# [Objective A]
Decide whether each statement below agrees with the passage on Stoic self-presentation, answering yes or no and quoting the deciding words: (i) Dio was successful where Musonius Rufus was not; (ii) Musonius held that applause is the proper response to a philosophical lecture; (iii) Musonius Rufus taught both Epictetus and Dio.
[begin Source passage]
That this kind of anecdote could constitute a stock theme is proven by a similar story about Dio Chrysostom (40 CE to ca. 120 CE) in Philostratus (VS 1.23.1; 488 Olearius). Unlike Musonius Rufus, however, Dio was successful. Even after his alleged “conversion” to philosophy, his formidable rhetorical training apparently served him well. According to Philostratus, Dio presented himself as a sage, a sophos, and adopted the role of Odysseus. His persuasiveness (πειθώ) was such that he cast a spell (καταθέλξαι), like Circe in the Odyssey (10.213),1 even on men who did not understand Greek well.
All we hear about Musonius Rufus from Tacitus is that he was a Stoic and devoted to philosophy; Philostratus, however, carefully stages Dio’s intervention and self-presentation. (This may also point to a difference in perspective between Tacitus and Philostratus as authors.) Musonius Rufus mingles with the troops, holds forth (disserens), and comes across as inept, to put it mildly. Dio in a histrionic gesture tears off his rags, climbs naked onto an altar to deliver his speech, captures his audience by a startling opening line in which he assumes the role of Odysseus (see also his Or. 13, 33), and comes across as a masterful manipulator of crowds, a sorcerer of some sort. But it is also the case that Musonius wants his audience to reflect about the advantages of peace in comparison with war, whereas Dio merely convinces the soldiers that it would be better to go along with the Romans (ἀμείνωφρονεῖντὰ δοκοῦντα Ῥωμαίοιςπράττοντας). Musonius, in other words, wants his listeners to reach a deeper level of understanding, whereas Dio wants to win the day. In this contrast one can capture almost all of the main features that make up the later Stoics’ conscious attempt to set themselves apart from common cultural expectations and social success as measured by traditional standards and embraced by figures such as Dio. The contrast is all the more interesting because Musonius Rufus taught both Epictetus and Dio. (Even though there may have been a polemic between Dio and Musonius Rufus [Synesius Dio 1], Lucian mentions Dio in one breath with Musonius Rufus and Epictetus [De mort. Peregr. 18].) In spite of the fact that they share some similar strategies, the modes of self-presentation adopted by later Stoics such as Seneca (4 BCE/1 CE–65 CE), Musonius Rufus, Epictetus (ca. 50–125 CE), and Marcus Aurelius2 (121–180 CE) are so markedly different from the ones that are predominant in the Second Sophistic3 that we can legitimately infer an intense cultural polemic about what it meant to be a philosopher in this era.4
The recorded anecdotes about philosophers are very informative because they give us an invaluable glimpse of how such actors were perceived and are meant to reflect these actors’ values, in the broadest sense of the term. In keeping with the above anecdote, Musonius is also on record as having stated that the proper response to a philosophical lecture is reverent silence, not applause, because of the weightiness of the issues at stake—namely, the good life and the sorry state in which we all find ourselves (Gell. NA 5.1). (Epictetus for his part explicitly makes fun of public speakers like Dio who want to command the attention of as large an au
dience as possible; Diss. 3.23.19–21.) Ultimately all human beings, including those who claim to be teachers of philosophy, are judged by how they act and not by what they say or claim to know. And what a Stoic would expect from his audience is indeed a tall order: that they revise their entire scale of values, consider virtue the optimal functioning of reason and thus the sole good, and act accordingly. One could be stunned into silence by less.
[end Source passage]
# [Objective B]
Copy word for word the lines of the listing starting with the line that contains "Which area of the above picture has the dirt" and going on through the line that contains "Which area of the above picture has the muddy", with both of those lines included.
[begin Supplied material]
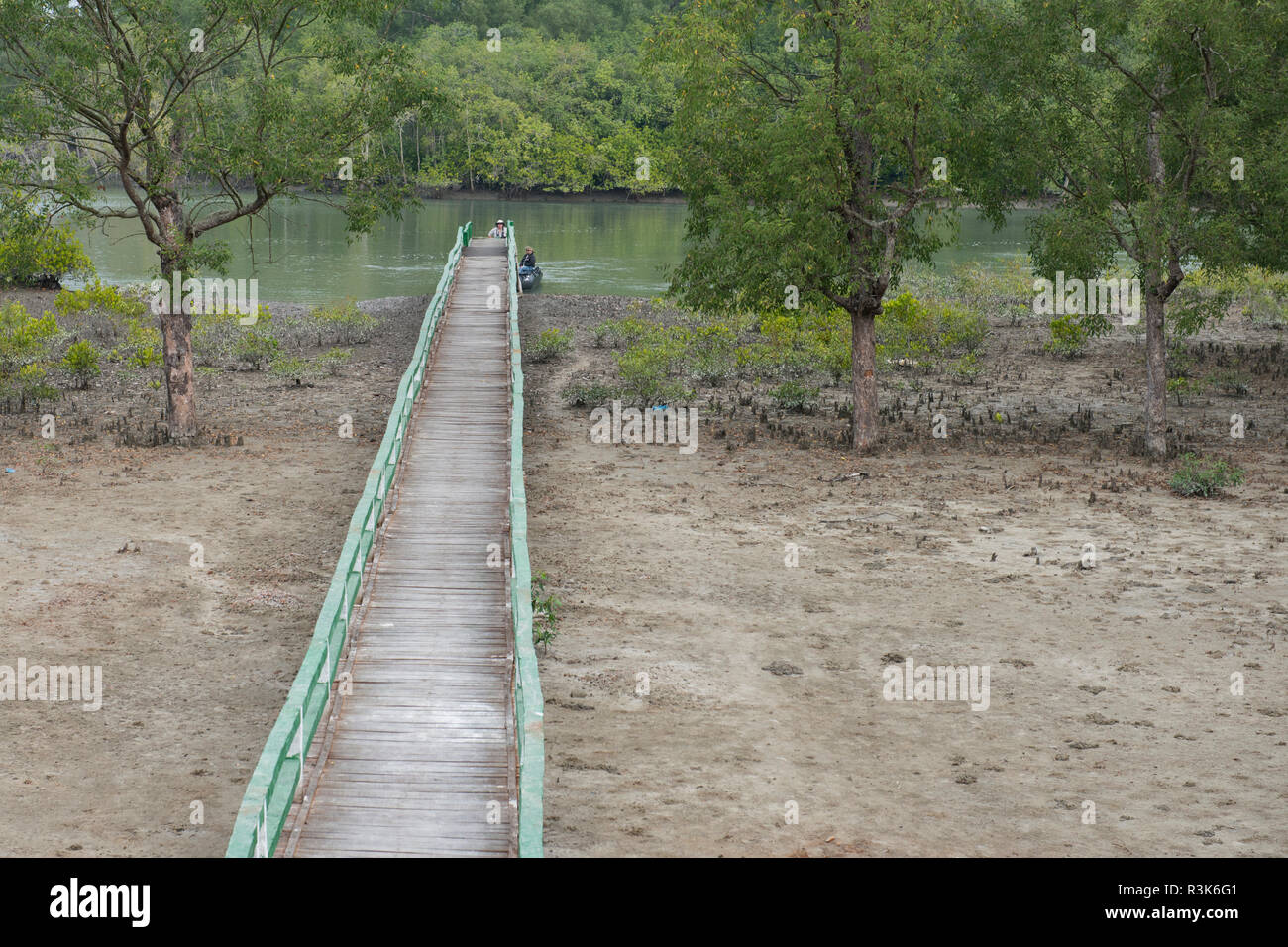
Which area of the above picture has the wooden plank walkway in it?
[end Supplied material]
[begin Supplied material]
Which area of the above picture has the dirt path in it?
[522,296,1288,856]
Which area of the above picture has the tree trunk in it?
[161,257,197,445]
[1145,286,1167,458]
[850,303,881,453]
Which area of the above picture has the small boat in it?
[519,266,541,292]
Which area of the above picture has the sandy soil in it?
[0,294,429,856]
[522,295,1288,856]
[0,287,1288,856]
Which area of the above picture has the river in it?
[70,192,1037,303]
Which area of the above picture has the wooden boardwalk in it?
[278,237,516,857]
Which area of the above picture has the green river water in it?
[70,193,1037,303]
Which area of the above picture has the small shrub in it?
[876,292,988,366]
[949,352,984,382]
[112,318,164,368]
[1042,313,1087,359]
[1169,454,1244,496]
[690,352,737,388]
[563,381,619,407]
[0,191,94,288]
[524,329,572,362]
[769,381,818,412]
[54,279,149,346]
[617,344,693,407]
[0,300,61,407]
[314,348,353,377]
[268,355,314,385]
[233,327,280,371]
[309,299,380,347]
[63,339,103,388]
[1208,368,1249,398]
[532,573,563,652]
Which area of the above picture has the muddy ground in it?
[end Supplied material]
# [Worked answer A]
(i) Yes: "Unlike Musonius Rufus, however, Dio was successful."
(ii) No: "the proper response to a philosophical lecture is reverent silence, not applause"
(iii) Yes: "Musonius Rufus taught both Epictetus and Dio."

# [Worked answer B]
Which area of the above picture has the dirt path in it?
[522,296,1288,856]
Which area of the above picture has the tree trunk in it?
[161,257,197,445]
[1145,286,1167,458]
[850,303,881,453]
Which area of the above picture has the small boat in it?
[519,266,541,292]
Which area of the above picture has the sandy soil in it?
[0,294,429,856]
[522,295,1288,856]
[0,287,1288,856]
Which area of the above picture has the river in it?
[70,192,1037,303]
Which area of the above picture has the wooden boardwalk in it?
[278,237,516,857]
Which area of the above picture has the green river water in it?
[70,193,1037,303]
Which area of the above picture has the small shrub in it?
[876,292,988,366]
[949,352,984,382]
[112,318,164,368]
[1042,313,1087,359]
[1169,454,1244,496]
[690,352,737,388]
[563,381,619,407]
[0,191,94,288]
[524,329,572,362]
[769,381,818,412]
[54,279,149,346]
[617,344,693,407]
[0,300,61,407]
[314,348,353,377]
[268,355,314,385]
[233,327,280,371]
[309,299,380,347]
[63,339,103,388]
[1208,368,1249,398]
[532,573,563,652]
Which area of the above picture has the muddy ground in it?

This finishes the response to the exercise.